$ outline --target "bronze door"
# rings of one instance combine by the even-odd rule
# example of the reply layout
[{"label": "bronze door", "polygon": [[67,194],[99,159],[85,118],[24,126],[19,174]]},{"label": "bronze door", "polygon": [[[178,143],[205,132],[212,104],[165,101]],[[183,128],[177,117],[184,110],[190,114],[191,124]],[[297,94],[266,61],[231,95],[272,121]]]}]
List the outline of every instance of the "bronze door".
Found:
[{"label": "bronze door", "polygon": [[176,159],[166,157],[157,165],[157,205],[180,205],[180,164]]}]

▶ [What you will do] Copy each of these rows exactly as it stands.

▶ [Task output]
$ outline --target "bronze door"
# rings of one instance combine by the even-odd rule
# example of the reply layout
[{"label": "bronze door", "polygon": [[67,194],[99,159],[85,118],[24,126],[19,174]]},{"label": "bronze door", "polygon": [[[178,143],[205,132],[212,104],[165,101]],[[183,128],[177,117],[184,110],[190,114],[191,124]],[[297,94],[266,61],[231,95],[272,121]]]}]
List the outline of every instance of the "bronze door".
Found:
[{"label": "bronze door", "polygon": [[176,159],[166,157],[157,165],[157,205],[180,205],[180,164]]}]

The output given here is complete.